**Questions on the material:**
(a) List everything that the writer of the cancer blog post says they are constantly trying to convince themselves to do.
(b) Continue the cancer blog post from its last sentence.

**Provided passage:**
Start of Block
Tuesday, November 3, 2009

Mind Games

“Each day you stay positive is putting you another step closer to happiness.”

This quote is so true, and if there is one thing I have learned is that, for me, cancer is a mind game. Constantly trying to convince myself to overcome fears, think positively and find the good in all the bad. I usually win this battle but there are times I don’t and most recently the biggest fear for me is the surgery, keeping me up at night and waking me from nightmares. Manny keeps reminding me “Kel, just remember to be excited to remove this tumor out of your body!” So, when I am afraid… of things like major surgery, spending the night in the hospital, removing lymph nods, possible mastectomy, I try and remember the positive my husband so clearly points out to me. This unwelcome disease will soon be gone, removed from my body!

I know it’s been quite awhile since I have written on here, and I think this is partly because I have been having such bad thoughts about the surgery I didn’t have anything positive to say and couldn’t bring myself to speak so negatively. In reality the more I talk about my fears the better I feel about it. Like my cousin Julie pointed out to me, fears are better overcome when you face them and not avoid them. So here I am facing them and dealing with it.

I have recently also gone on disability, which was another hard move for me. It was yet another reminder that I had cancer and “couldn’t” do something. Now I realize that it truly is better for me and I have more time to do things that make me happy and healthy. So every morning I can I get up early and go for a walk with my dog and that feels great!
End of Block
Items from a data source
Start of Block
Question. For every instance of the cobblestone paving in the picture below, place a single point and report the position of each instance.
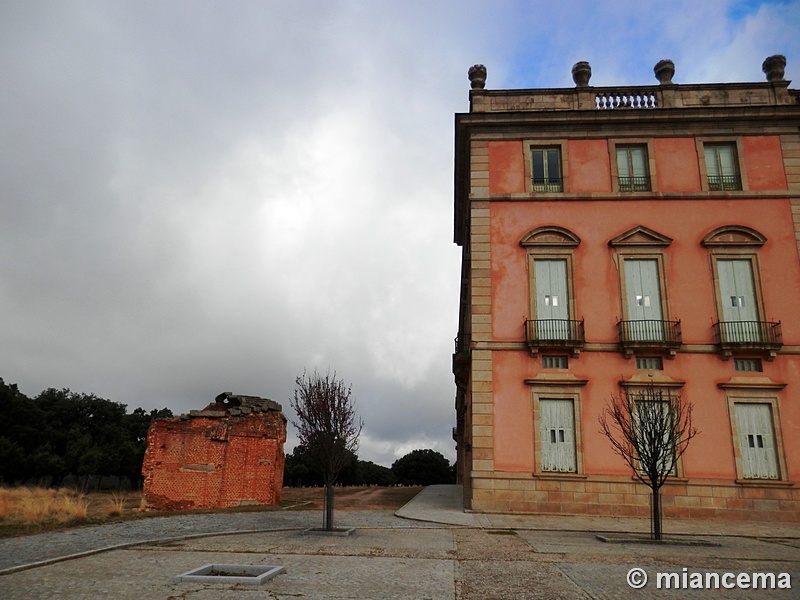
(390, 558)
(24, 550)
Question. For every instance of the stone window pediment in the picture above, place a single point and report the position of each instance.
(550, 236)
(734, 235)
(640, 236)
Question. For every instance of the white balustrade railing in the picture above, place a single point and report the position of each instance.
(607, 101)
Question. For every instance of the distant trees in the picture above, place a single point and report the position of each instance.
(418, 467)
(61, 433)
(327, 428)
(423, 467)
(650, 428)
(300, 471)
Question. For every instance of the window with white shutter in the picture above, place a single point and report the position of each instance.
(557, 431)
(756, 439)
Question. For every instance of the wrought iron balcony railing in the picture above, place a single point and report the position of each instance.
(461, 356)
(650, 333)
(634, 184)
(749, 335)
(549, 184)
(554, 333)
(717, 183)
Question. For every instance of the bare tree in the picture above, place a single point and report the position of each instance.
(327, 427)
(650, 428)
End of Block
**Results:**
(a) Overcome fears, think positively, and find the good in all the bad.

(b)
So if anyone is up for a walk or lunch feel free to give me a call! ; )

Here is something positive, with only 2 chemo treatments left, I am already growing hair! AMAZING, most patients don’t have hair growing back until after chemo but that Portuguese hair sure is tough! Funny enough now that I have more hair on my head I have less eyebrows and eyelashes… always something! haha!

Here are some pics you may or may not want to see! Me bald!

Me with no hair, but eyebrows and lashes!

BaldKMF

Me with hair, but drawn in brows and no lashes.

HairKMF

Until next time (I promise to not wait as long)

Smile!
Kelly Marie Freitas

6 comments:

Anonymous said...

You are amazing, and sooo strong I love you! And I would love to do lunch with you again:)

Lelliebells said...

"Anonymous" who are you? I would love to go to lunch if I knew who you were! -Kelly

Jade said...

You are gorgeous....with hair or without!!!! Just think about how far you've come. As scared as I can imagine you are, the surgery is one step closer to getting back to you. You are the STRONGEST woman I know. And you are so lucky to have such a wonderful husband by your side. I love you and continue to pray for you and manny EVERY day. I can't wait til the next time I'm in Hollister, we're definitely going to have to get coffee or lunch or just hang out. I miss you my friend :)

Mark silva said...

It's not the Portuguese hair cuz look at me...ha ha... you are just a special woman and this battle you have been fighting just shows it... stay strong... wish i could be there to take that walk with you.... I love you....

-- cousin marky

Tiffany (Kilgore) Peterson said...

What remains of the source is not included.